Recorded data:
%%
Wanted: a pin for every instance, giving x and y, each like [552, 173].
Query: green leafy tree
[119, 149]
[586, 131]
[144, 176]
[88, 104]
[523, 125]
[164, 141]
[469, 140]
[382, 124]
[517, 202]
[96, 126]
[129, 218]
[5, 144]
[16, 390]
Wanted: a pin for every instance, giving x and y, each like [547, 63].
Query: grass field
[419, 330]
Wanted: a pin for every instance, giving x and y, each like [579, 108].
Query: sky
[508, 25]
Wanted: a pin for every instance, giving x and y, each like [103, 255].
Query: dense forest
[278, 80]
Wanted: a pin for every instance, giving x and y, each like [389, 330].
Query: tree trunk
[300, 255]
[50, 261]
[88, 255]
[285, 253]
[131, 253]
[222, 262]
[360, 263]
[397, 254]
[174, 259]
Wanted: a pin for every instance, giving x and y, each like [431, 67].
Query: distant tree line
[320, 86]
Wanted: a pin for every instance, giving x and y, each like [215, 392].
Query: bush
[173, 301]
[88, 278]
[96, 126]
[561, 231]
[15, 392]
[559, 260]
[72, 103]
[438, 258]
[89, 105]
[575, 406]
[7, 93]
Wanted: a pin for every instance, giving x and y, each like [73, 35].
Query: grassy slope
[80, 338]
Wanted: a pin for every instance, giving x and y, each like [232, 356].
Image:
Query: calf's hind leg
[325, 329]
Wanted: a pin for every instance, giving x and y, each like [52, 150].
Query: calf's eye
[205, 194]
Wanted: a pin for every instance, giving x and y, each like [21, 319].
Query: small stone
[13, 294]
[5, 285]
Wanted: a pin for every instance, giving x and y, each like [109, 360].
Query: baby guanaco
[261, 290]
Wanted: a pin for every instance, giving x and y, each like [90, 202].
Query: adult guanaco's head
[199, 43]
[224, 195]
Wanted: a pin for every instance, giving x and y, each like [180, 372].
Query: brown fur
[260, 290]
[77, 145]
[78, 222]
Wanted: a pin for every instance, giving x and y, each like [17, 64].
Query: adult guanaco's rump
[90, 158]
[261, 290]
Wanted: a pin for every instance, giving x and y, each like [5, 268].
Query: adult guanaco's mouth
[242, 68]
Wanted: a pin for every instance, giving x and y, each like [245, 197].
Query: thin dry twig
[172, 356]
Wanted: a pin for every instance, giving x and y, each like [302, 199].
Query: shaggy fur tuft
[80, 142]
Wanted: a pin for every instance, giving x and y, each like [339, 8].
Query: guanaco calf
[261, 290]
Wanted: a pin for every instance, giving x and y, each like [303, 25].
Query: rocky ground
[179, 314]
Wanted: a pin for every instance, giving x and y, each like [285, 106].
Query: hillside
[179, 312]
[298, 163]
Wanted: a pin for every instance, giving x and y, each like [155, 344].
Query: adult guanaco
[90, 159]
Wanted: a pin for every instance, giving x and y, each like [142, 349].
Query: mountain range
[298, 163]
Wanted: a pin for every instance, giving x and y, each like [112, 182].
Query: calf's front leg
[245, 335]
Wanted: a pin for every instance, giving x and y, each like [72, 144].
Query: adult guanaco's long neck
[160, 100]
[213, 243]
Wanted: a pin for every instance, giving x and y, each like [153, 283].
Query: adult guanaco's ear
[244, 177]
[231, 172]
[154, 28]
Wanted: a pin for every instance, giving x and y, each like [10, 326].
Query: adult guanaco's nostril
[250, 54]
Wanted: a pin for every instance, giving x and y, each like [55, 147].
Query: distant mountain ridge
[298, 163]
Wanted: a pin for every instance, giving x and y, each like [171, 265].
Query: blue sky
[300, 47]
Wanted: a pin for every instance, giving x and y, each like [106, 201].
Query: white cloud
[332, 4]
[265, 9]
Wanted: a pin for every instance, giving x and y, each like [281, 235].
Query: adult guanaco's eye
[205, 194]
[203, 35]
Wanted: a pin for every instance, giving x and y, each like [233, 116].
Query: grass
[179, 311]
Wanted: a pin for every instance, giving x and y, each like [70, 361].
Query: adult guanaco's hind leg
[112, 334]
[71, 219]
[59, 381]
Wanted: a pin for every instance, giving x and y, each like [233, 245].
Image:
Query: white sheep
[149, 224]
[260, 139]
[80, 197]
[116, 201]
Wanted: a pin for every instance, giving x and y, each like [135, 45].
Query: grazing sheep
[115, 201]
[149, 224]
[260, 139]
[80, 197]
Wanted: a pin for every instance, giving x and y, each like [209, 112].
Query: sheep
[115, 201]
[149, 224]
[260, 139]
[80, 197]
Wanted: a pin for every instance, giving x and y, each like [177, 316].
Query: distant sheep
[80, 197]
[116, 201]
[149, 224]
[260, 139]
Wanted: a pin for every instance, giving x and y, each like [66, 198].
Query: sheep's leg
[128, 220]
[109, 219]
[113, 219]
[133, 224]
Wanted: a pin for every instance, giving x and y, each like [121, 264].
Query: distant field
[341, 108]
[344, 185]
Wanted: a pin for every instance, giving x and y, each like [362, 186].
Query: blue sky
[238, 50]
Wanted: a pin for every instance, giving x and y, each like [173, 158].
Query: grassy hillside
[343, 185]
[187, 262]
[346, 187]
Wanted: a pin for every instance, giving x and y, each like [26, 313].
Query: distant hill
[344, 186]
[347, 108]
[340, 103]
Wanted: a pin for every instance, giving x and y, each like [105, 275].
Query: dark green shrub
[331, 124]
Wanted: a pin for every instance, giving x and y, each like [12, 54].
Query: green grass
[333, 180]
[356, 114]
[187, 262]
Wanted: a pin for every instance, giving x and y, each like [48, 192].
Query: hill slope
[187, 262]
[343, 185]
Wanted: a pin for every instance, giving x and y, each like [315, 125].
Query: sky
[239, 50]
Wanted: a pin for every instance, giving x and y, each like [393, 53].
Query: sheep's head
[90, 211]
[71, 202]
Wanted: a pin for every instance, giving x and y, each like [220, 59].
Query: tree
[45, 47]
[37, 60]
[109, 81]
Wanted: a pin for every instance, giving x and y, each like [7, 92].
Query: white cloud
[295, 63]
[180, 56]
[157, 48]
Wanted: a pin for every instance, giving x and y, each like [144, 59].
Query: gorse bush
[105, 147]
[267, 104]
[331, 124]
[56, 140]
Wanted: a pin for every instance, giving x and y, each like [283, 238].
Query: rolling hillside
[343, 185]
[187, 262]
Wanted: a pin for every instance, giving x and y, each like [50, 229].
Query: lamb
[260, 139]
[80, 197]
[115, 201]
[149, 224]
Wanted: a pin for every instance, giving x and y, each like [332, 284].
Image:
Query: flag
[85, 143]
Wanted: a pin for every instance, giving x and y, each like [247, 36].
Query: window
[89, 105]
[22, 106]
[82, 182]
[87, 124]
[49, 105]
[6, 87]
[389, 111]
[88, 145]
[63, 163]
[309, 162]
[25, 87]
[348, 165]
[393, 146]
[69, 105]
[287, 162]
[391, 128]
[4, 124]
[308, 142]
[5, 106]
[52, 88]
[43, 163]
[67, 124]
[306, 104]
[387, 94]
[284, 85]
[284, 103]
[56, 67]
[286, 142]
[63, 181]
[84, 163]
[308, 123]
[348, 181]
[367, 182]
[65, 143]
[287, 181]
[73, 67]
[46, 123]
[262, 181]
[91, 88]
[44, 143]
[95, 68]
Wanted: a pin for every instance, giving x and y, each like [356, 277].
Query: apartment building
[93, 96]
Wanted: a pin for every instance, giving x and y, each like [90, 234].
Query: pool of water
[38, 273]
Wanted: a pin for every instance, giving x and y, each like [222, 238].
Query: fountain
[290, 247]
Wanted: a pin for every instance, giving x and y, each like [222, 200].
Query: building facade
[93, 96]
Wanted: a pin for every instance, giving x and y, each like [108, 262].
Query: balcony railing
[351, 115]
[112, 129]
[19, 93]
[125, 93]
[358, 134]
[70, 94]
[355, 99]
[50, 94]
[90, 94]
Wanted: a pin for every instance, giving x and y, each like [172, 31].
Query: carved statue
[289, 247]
%%
* **SHORT TASK**
Set out exactly the run of lines that begins at the line holding "like [356, 277]." and ends at the last line of the data.

* **RESPONSE TO THIS EXERCISE**
Wanted: a pin for every instance, giving x and y, each like [356, 277].
Query: apartment building
[93, 96]
Wanted: a pin for every instance, giving x and y, each like [90, 234].
Query: pool of water
[38, 273]
Wanted: a pin for every instance, giving x and y, each like [222, 238].
Query: fountain
[290, 247]
Wanted: a pin for every instance, giving x and y, each like [222, 200].
Query: building facade
[93, 96]
Wanted: a pin for every instance, giving x and y, each like [108, 262].
Query: balcony railing
[351, 115]
[112, 129]
[19, 93]
[125, 93]
[358, 134]
[70, 94]
[355, 99]
[50, 94]
[90, 94]
Wanted: a pin for every instance, giving x and y, each like [172, 31].
Query: carved statue
[289, 247]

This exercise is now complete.